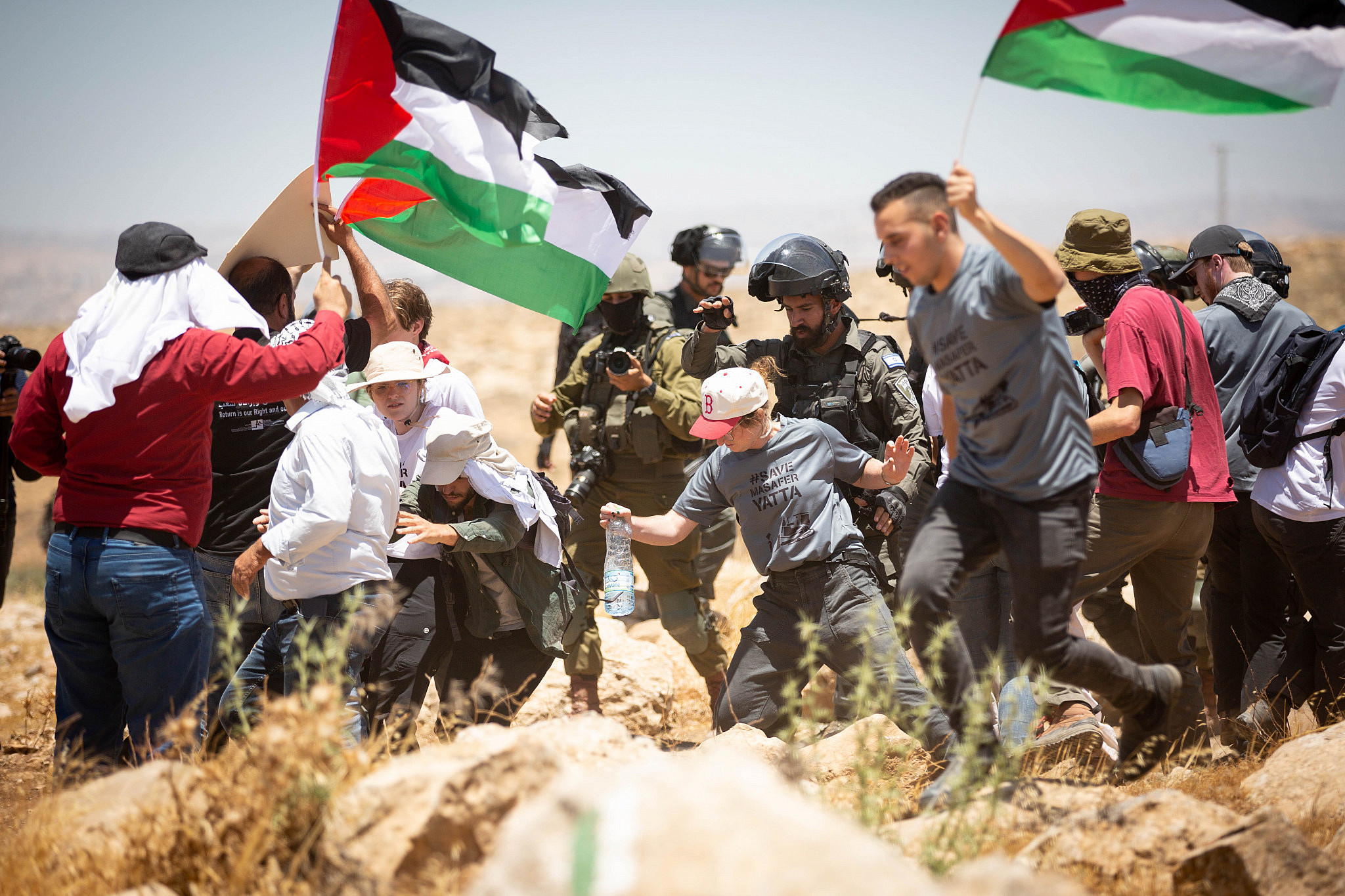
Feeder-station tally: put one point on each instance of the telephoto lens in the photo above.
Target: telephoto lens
(619, 362)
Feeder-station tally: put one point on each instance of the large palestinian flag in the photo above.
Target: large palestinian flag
(1192, 55)
(445, 146)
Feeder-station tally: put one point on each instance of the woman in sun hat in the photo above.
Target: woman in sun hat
(405, 391)
(779, 476)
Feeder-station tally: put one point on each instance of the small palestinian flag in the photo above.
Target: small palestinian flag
(445, 146)
(594, 222)
(1215, 56)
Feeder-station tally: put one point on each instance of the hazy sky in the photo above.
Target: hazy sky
(767, 117)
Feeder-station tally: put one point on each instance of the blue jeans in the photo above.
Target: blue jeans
(131, 637)
(320, 620)
(264, 666)
(252, 617)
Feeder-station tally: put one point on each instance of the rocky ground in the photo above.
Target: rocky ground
(640, 800)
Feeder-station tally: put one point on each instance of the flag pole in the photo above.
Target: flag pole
(966, 124)
(318, 140)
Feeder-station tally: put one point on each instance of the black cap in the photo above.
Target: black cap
(1220, 240)
(155, 247)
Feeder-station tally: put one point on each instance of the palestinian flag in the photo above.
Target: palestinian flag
(594, 222)
(1215, 56)
(414, 101)
(444, 146)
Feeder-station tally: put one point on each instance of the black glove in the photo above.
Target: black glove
(717, 317)
(896, 504)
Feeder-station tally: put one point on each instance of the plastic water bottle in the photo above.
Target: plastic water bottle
(618, 572)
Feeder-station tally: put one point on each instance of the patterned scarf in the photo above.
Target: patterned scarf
(1250, 297)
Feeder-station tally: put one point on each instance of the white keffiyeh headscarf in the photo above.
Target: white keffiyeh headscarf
(128, 322)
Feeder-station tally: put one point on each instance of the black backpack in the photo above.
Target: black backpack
(1271, 408)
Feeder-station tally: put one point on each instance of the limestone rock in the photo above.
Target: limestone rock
(1304, 777)
(875, 740)
(753, 742)
(108, 819)
(1143, 836)
(586, 739)
(1336, 849)
(997, 876)
(698, 822)
(1265, 856)
(635, 688)
(430, 813)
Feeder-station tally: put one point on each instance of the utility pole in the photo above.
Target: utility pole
(1222, 167)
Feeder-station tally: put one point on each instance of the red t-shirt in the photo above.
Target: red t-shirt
(144, 461)
(1142, 354)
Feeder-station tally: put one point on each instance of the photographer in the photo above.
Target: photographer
(120, 409)
(630, 406)
(1153, 359)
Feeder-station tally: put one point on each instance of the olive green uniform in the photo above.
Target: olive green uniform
(884, 405)
(648, 440)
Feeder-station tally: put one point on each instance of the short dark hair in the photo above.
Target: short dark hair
(409, 304)
(263, 281)
(925, 192)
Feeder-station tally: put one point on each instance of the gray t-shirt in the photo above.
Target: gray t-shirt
(1003, 360)
(785, 495)
(1238, 351)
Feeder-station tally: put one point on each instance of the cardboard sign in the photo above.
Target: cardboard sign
(286, 230)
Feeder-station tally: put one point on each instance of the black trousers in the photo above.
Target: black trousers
(399, 670)
(1314, 658)
(486, 680)
(1044, 548)
(1247, 597)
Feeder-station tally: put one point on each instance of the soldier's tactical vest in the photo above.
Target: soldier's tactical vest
(834, 400)
(611, 419)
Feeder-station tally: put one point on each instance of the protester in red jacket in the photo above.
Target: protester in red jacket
(120, 410)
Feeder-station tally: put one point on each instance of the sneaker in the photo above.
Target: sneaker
(1264, 721)
(1143, 743)
(1078, 738)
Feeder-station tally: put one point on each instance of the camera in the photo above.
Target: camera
(16, 356)
(617, 360)
(1083, 320)
(586, 468)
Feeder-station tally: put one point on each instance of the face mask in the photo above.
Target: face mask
(1102, 293)
(622, 317)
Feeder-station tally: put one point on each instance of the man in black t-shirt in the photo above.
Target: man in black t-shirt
(248, 441)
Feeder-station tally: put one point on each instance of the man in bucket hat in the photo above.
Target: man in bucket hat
(1151, 350)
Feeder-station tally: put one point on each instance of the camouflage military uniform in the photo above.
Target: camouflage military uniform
(673, 308)
(648, 440)
(871, 372)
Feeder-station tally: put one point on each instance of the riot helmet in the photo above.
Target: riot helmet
(1160, 263)
(884, 270)
(1268, 264)
(709, 244)
(798, 265)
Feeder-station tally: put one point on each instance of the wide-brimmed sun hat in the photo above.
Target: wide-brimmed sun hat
(395, 363)
(1098, 241)
(451, 442)
(726, 398)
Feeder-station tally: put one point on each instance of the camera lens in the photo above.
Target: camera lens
(580, 486)
(619, 363)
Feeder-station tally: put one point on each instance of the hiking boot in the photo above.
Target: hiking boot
(1264, 721)
(584, 695)
(1079, 739)
(1146, 738)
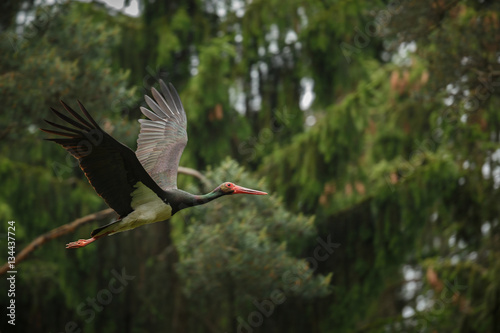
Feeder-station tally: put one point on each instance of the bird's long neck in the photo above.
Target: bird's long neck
(204, 198)
(179, 199)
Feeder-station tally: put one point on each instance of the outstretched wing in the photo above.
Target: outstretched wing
(163, 136)
(111, 167)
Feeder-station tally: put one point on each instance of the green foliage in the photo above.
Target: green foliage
(401, 166)
(242, 243)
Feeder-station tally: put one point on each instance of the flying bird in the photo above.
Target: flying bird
(140, 187)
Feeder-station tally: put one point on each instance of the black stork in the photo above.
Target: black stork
(140, 187)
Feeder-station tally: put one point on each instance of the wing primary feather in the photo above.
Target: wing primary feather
(175, 98)
(169, 96)
(76, 115)
(169, 100)
(69, 135)
(69, 120)
(87, 114)
(162, 103)
(149, 114)
(156, 108)
(63, 127)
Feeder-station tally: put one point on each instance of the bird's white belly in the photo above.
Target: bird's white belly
(148, 208)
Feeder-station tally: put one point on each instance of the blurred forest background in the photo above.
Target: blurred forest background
(375, 125)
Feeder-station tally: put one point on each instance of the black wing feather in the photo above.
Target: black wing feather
(111, 167)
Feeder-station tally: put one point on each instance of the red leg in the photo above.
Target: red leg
(83, 242)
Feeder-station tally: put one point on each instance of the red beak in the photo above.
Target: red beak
(243, 190)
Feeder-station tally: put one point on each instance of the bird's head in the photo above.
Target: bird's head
(230, 188)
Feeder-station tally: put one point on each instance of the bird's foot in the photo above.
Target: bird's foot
(80, 243)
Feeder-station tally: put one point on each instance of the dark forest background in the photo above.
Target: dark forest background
(374, 125)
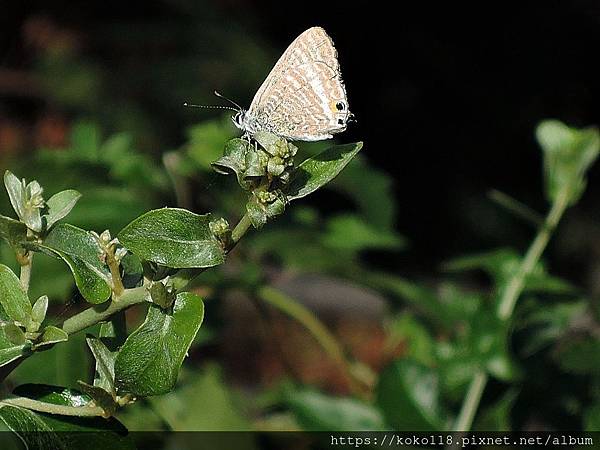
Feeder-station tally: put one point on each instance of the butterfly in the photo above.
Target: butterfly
(303, 97)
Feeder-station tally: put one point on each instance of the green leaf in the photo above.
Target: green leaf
(319, 170)
(9, 351)
(407, 393)
(59, 364)
(33, 431)
(85, 140)
(206, 140)
(318, 412)
(174, 238)
(14, 333)
(13, 298)
(56, 395)
(234, 158)
(32, 206)
(568, 154)
(149, 361)
(105, 364)
(202, 401)
(59, 205)
(16, 193)
(101, 397)
(133, 271)
(38, 313)
(48, 431)
(497, 416)
(546, 323)
(12, 231)
(52, 335)
(81, 252)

++++++++++

EXERCISE AIM: The result should be an exact copy of only the lines above from the one that holds "foot in the photo above." through the one that holds "leaf in the photo above.", both ends included, without pictures.

THE ANSWER:
Feeder-station tally: put one point on each instance of the bird's foot in the photo above.
Target: bird's foot
(80, 243)
Feeder-station tally: put one point on each instance of the dark forest background in the photo above.
Target: dark forest background
(374, 125)
Feeder-station tally: put one point on each instance of the butterfly in the photo above.
Target: butterfly
(303, 97)
Feeder-station tally: put one point on each instance of the green leaf in the photo above.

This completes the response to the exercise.